━━━ EXTRACTED INFORMATION

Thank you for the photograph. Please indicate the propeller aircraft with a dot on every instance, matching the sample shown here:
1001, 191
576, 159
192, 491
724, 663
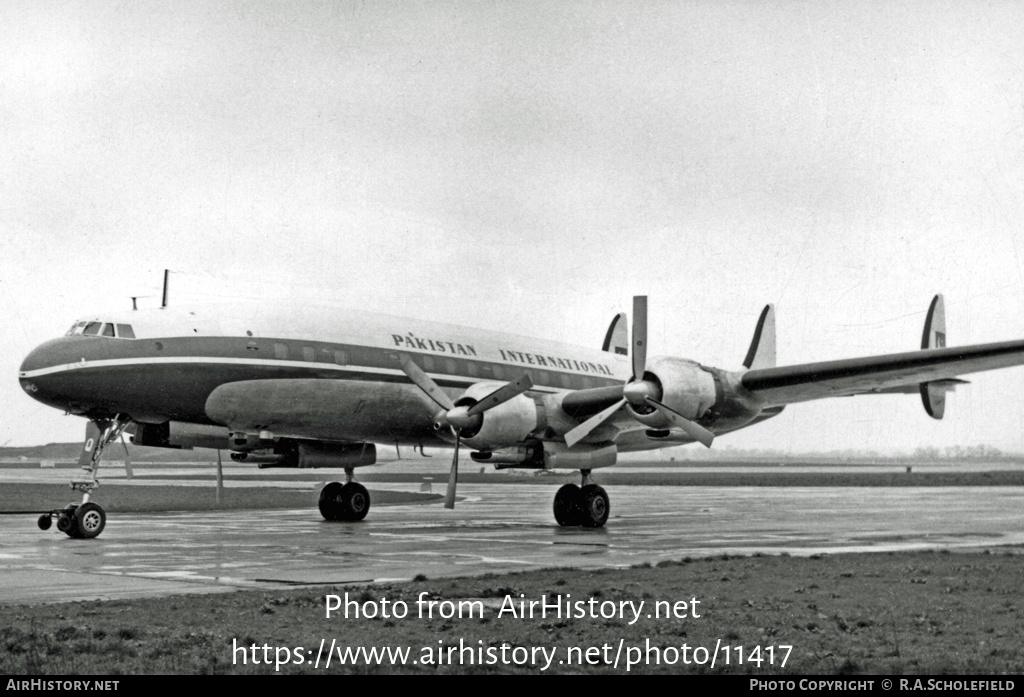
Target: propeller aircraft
320, 387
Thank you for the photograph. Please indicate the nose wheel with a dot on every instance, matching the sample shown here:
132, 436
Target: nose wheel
349, 502
585, 506
77, 521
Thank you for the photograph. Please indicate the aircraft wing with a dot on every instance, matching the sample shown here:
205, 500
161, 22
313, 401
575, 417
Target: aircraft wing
879, 374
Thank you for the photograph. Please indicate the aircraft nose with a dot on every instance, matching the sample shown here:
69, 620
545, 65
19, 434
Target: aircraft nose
40, 357
37, 365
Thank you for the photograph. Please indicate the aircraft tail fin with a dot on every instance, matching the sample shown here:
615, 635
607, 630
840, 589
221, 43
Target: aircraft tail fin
934, 394
762, 351
616, 339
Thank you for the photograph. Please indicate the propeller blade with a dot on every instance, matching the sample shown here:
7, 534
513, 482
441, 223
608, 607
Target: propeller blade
501, 395
692, 429
128, 469
453, 475
423, 381
639, 336
220, 479
585, 429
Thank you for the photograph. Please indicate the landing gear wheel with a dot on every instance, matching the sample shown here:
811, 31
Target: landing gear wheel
355, 502
594, 506
350, 503
66, 521
566, 506
329, 504
89, 521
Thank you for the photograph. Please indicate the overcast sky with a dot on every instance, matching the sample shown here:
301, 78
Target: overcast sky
529, 167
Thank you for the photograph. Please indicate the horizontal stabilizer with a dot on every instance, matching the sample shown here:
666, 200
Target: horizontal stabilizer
762, 351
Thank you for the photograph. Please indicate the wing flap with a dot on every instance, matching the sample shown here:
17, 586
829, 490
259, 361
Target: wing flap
878, 374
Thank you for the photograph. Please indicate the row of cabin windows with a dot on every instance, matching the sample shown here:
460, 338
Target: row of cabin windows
453, 366
98, 329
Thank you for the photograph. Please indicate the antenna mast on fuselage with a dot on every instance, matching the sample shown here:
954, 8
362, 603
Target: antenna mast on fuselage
167, 274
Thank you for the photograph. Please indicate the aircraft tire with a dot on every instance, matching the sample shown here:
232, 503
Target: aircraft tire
90, 520
594, 506
330, 502
566, 506
66, 521
354, 502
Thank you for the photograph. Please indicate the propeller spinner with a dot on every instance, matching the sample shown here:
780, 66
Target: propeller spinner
461, 418
641, 392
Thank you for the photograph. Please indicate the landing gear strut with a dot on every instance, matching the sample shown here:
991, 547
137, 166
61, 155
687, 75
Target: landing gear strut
349, 502
587, 505
87, 520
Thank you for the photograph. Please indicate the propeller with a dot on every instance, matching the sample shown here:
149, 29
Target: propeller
462, 417
639, 391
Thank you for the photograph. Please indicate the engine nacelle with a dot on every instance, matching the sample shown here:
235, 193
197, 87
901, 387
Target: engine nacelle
308, 454
179, 434
504, 425
685, 387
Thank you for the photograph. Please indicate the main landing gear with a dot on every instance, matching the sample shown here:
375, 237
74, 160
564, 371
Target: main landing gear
349, 502
87, 520
586, 506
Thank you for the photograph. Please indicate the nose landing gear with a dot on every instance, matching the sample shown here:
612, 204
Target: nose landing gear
87, 520
585, 506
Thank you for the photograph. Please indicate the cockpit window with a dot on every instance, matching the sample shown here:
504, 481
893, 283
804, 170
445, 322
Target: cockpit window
98, 329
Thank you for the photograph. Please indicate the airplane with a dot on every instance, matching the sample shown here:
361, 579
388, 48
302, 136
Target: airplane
313, 387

━━━━━━

WORK INSTRUCTIONS >>
Render every line of the material above as a numbered list, skipping any blank lines and leaving out the pictures.

ANSWER BELOW >>
1. Thank you for the photograph. Please indicate the propeller aircraft with a dot on every instance, matching the sample shown here:
2. 1001, 191
3. 576, 159
4. 192, 491
5. 724, 663
6. Target: propeller aircraft
7. 320, 387
8. Thank you for the photograph. Please indicate the nose wheel with a dot on every instance, matching the sample shown here:
9. 132, 436
10. Target: nose wheel
11. 349, 502
12. 585, 506
13. 77, 521
14. Thank you for the photograph. Please indicate the aircraft wing with a dot on every instance, matching the sample shown here:
15. 205, 500
16. 161, 22
17. 313, 401
18. 575, 417
19. Target: aircraft wing
20. 879, 374
21. Thank you for the photograph. Please indicate the aircraft nose with a dot on every instance, matching the sample shown here:
22. 69, 620
23. 545, 65
24. 19, 434
25. Target: aircraft nose
26. 40, 357
27. 37, 365
28. Thank you for the photograph. Please indicate the aircraft tail fin with a dot on every instance, matching the sample shown here:
29. 615, 635
30. 607, 630
31. 840, 589
32. 221, 43
33. Target: aircraft tail fin
34. 934, 394
35. 762, 351
36. 616, 339
37. Thank you for the photograph. Please indicate the propeller blade with a dot on every instance, matching the sample shown here:
38. 7, 534
39. 513, 482
40. 441, 223
41. 608, 607
42. Target: propeller blade
43. 501, 395
44. 692, 429
45. 128, 469
46. 453, 475
47. 423, 381
48. 639, 336
49. 220, 479
50. 585, 429
51. Thank you for the photograph. Please indicate the landing gear wheel with a dot on every instance, matching the sample shown here:
52. 811, 31
53. Target: landing gear wheel
54. 355, 502
55. 594, 506
56. 350, 503
57. 66, 521
58. 566, 506
59. 329, 504
60. 89, 521
61. Thank you for the photograph. Please indicate the overcast sky with a dot on every instance, matching the sample shown here:
62. 301, 78
63. Target: overcast sky
64. 529, 167
65. Thank you for the photograph. Please indicate the horizontal stabilizer with a dot on every instance, matching the sample shown here:
66. 666, 200
67. Target: horizontal stabilizer
68. 762, 351
69. Thank you for the photograph. Please indicate the wing flap with a dot on every instance, matching the sample shown here:
70. 17, 586
71. 829, 490
72. 259, 361
73. Target: wing flap
74. 878, 374
75. Thank you for the photograph. Please indicate the row of cabin windows with a dot on every instance, matching the sample shown here:
76. 460, 338
77. Target: row of cabin windows
78. 453, 366
79. 98, 329
80. Thank you for the photograph. Please indicate the antenna mast on fuselage with a dot on every instance, matching the sample shown here:
81. 954, 8
82. 362, 603
83. Target: antenna mast on fuselage
84. 167, 274
85. Thank you for the photograph. Please indicate the aircraft tire with a dot on every instance, matching the sample shown here:
86. 232, 503
87. Target: aircraft tire
88. 90, 520
89. 594, 506
90. 330, 502
91. 566, 506
92. 66, 521
93. 354, 502
94. Thank you for the photograph. Please indicate the propeller spinner with a dot on every instance, matching the sample shown here:
95. 780, 66
96. Target: propeller spinner
97. 461, 418
98. 641, 392
99. Thank you for the photograph. Please indicate the landing gear strut with a dot on every instance, matching the sample shown here:
100. 991, 547
101. 137, 166
102. 61, 155
103. 687, 75
104. Target: landing gear strut
105. 349, 502
106. 587, 505
107. 87, 520
108. Thank you for the photograph. Please indicate the propeller with a dot on every instance, matching the sample shown here:
109. 149, 29
110. Target: propeller
111. 462, 417
112. 639, 391
113. Thank you for the photograph. Please indicate the engine nacelle with a dot on every instance, matching the sample shown here:
114. 235, 193
115. 197, 87
116. 901, 387
117. Target: engine nacelle
118. 308, 454
119. 179, 434
120. 504, 425
121. 685, 387
122. Thank you for the photograph. Please indicate the main landing gear with a dot on every instance, matching the sample shown here:
123. 375, 237
124. 74, 160
125. 564, 371
126. Target: main landing gear
127. 349, 502
128. 87, 520
129. 586, 506
130. Thank you for the photograph. Please indicate the nose landing gear with a dot on every instance, matching the sample shown here:
131. 612, 204
132. Target: nose landing gear
133. 87, 520
134. 585, 506
135. Thank you for the photograph. Please indicate the cockpit window with a dot on every instance, matching the sample shown here:
136. 504, 481
137. 893, 283
138. 804, 170
139. 445, 322
140. Target: cockpit window
141. 98, 329
142. Thank you for the photograph. Please indicate the airplane with a dot on every instance, matching the sample shown here:
143. 361, 579
144. 388, 48
145. 302, 136
146. Target: airplane
147. 313, 387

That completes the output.